*DATA UNDER STUDY:*
• • • •

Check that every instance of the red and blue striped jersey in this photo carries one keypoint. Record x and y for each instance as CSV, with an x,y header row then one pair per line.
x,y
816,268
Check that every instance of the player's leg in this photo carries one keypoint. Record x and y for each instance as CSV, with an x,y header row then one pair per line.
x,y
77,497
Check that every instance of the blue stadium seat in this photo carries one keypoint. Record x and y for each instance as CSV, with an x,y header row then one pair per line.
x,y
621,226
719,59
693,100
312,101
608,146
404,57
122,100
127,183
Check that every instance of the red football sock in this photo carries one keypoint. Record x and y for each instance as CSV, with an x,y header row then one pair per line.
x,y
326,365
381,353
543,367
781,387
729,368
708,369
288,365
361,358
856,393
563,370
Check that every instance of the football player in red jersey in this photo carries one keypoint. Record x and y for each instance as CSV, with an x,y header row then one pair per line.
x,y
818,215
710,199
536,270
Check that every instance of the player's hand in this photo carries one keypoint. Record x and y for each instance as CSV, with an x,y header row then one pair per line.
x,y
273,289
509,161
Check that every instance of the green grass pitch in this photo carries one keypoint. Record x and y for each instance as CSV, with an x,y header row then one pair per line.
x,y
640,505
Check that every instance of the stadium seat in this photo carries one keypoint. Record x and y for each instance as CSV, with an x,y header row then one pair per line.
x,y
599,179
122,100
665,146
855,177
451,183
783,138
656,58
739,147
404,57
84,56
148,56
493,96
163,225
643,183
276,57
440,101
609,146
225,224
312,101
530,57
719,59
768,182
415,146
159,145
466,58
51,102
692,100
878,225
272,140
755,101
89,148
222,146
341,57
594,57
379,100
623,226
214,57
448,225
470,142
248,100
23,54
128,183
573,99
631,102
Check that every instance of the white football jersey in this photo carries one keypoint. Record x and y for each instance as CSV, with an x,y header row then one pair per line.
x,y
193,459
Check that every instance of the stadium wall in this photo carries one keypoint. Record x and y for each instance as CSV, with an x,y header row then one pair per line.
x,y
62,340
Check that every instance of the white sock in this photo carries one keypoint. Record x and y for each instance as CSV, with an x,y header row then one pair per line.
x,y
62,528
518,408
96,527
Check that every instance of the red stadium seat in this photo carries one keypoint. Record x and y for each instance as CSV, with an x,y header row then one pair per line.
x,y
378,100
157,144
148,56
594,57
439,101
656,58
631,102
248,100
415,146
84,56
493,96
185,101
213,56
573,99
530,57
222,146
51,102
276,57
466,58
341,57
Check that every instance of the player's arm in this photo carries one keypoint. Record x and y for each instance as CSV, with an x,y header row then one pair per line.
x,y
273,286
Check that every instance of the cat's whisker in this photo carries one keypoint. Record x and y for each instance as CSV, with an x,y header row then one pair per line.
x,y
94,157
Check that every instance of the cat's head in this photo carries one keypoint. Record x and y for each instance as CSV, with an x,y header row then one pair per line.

• • • •

*PROMPT:*
Go through the records above and copy each line exactly.

*SOLUTION:*
Check that every instance of the red and blue striped jersey in this photo carries one keypoint. Record x and y for each instance as CSV, with an x,y header row then one pair per line.
x,y
816,268
Check that every instance of the player's leg in this photo carries one keypoint. Record x and y for each instance as CSV, with an x,y header row then one pair per line.
x,y
77,497
Check that every instance of the blue stadium seat in this photo carries one keypoint. Record x and y for each instance as CSV, with an x,y header row then one pair per line.
x,y
621,226
719,59
693,100
312,101
608,146
404,57
122,100
127,183
Check that every instance of the red football sock in this photo carries one keypoint. Record x and y for each instance as CSV, with an x,y header row then one pair per line.
x,y
326,365
381,353
543,367
781,387
729,368
708,369
288,365
361,358
856,393
563,370
Check that every instance of the football player in red jersey in this photo carries one keypoint. Record x and y for each instance as CSV, with an x,y header row then one pair per line.
x,y
818,215
710,199
536,270
Check that every instance of the player's hand in this photo carries one keypoint. Record x and y for each instance as CSV, with an x,y header row then one pair per line.
x,y
273,289
509,161
Check that every instance of the green grass pitch in this photo carries one keypoint. Record x and y for each instance as CSV, with an x,y header row then one pair per line.
x,y
640,505
Check that every instance of the stadium seat in this photo carries one keypoint. Record x and y for each instance as CSV, with an x,y header row then one pair per line.
x,y
599,179
122,100
665,146
855,177
451,183
783,138
656,58
739,147
404,57
84,56
148,56
493,96
163,225
643,183
276,57
440,101
609,146
225,224
312,101
530,57
719,59
768,182
415,146
159,145
466,58
51,102
692,100
878,225
272,140
755,101
89,148
222,146
341,57
594,57
379,100
623,226
214,57
448,225
470,142
248,100
23,54
128,183
573,99
631,102
Check that every instance of the white football jersey in this photo carries one keypoint. Record x and y for each instance as CSV, with an x,y header row then one pair per line.
x,y
193,459
Check that every instance of the stadium wall in this photo carries one keypoint. Record x and y for each instance as CSV, with an x,y header row then one pair per line.
x,y
62,340
Check that every instance of the white sock in this photo carries one keypoint. Record x and y for each instance as CSV, with an x,y header row then one pair per line.
x,y
62,528
518,408
96,527
Check that every instance of the red stadium seat in this photo carries one keypoint. Record x and y for each instance as CSV, with an x,y header row then one pair per line.
x,y
378,100
157,144
148,56
594,57
439,101
656,58
631,102
248,100
415,146
84,56
493,96
185,101
213,56
573,99
530,57
222,146
51,102
276,57
466,58
341,57
Check that every instance of the player's arm in this photo carries one keypoint. Record x and y for each instance as CSV, with an x,y header row then one pair per line.
x,y
273,286
Check that every instance of the cat's whisker in this photo carries one keypoint. Record x and y for each instance as CSV, with an x,y header row then one pair per line.
x,y
94,157
Check that every instance of the cat's head in this photo carries one keypoint. Record x and y for each instance as CSV, with an x,y header row then one pair per line.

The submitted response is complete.